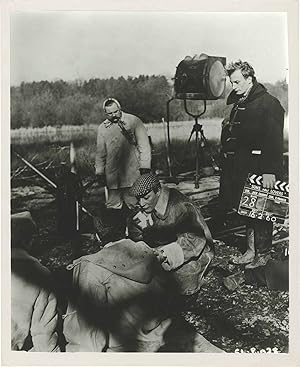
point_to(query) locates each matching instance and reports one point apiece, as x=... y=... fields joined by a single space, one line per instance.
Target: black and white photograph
x=148 y=184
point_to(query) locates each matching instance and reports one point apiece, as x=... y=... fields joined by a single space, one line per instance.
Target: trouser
x=116 y=198
x=263 y=231
x=119 y=203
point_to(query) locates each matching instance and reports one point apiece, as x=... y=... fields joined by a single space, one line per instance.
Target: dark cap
x=145 y=184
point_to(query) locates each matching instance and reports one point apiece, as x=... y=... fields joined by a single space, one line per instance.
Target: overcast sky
x=84 y=45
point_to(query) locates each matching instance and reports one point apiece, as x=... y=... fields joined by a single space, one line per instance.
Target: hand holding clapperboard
x=265 y=204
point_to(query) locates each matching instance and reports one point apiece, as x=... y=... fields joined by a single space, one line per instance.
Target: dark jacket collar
x=162 y=203
x=256 y=91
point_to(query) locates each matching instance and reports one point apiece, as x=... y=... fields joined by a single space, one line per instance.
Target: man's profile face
x=148 y=201
x=113 y=112
x=239 y=83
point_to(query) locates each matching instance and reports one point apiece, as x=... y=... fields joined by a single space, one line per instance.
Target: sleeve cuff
x=174 y=254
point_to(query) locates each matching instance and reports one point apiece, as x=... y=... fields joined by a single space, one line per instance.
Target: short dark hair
x=246 y=69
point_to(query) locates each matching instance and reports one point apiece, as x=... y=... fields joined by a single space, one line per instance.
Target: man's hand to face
x=268 y=180
x=113 y=113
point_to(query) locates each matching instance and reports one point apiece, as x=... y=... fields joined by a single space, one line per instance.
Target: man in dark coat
x=252 y=142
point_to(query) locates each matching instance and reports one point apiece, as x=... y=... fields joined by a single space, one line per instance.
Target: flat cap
x=145 y=184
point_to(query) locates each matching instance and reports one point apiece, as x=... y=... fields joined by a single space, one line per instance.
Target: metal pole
x=169 y=139
x=48 y=180
x=196 y=128
x=197 y=155
x=36 y=170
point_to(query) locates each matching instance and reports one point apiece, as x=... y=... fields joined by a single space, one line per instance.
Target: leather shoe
x=260 y=260
x=246 y=258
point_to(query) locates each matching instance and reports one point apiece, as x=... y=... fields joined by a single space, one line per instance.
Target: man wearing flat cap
x=172 y=224
x=123 y=153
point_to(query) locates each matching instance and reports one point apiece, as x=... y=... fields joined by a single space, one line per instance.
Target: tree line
x=79 y=102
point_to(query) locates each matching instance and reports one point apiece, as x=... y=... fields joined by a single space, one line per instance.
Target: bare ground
x=250 y=317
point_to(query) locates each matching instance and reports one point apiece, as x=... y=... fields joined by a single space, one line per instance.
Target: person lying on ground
x=122 y=302
x=34 y=315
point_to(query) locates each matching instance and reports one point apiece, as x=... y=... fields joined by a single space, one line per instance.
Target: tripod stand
x=200 y=139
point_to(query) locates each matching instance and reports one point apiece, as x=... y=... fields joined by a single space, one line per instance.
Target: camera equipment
x=200 y=77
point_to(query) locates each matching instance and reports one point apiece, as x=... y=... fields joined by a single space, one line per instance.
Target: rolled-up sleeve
x=193 y=241
x=143 y=145
x=44 y=323
x=100 y=159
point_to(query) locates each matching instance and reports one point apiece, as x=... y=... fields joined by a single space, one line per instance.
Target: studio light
x=200 y=77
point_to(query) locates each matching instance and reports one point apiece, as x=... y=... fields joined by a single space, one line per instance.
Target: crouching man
x=33 y=304
x=121 y=303
x=172 y=224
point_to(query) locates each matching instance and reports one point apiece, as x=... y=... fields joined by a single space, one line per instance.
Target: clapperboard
x=265 y=204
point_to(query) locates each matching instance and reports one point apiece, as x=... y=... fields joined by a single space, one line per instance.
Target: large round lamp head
x=201 y=77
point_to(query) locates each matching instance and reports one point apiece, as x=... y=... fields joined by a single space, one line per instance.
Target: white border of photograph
x=292 y=358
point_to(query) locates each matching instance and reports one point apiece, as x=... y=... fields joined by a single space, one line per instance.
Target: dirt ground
x=250 y=319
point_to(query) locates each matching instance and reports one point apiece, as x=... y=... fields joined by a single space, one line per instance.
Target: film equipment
-=-=-
**Task requirements**
In the listing above, find the line containing "Target: white border of photograph", then reproduce it and each line after it through the end, exactly and with nothing added.

**Written reply**
Target: white border of photograph
x=292 y=358
point_to(query) locates each matching instance and reports one point apiece, as x=... y=... fields joined by a single space, one line per instance.
Target: dirt ground
x=250 y=319
point_to(query) locates each matching instance and reports one point apiece, as x=... y=... fields joined by a single space, one line per instance.
Target: film equipment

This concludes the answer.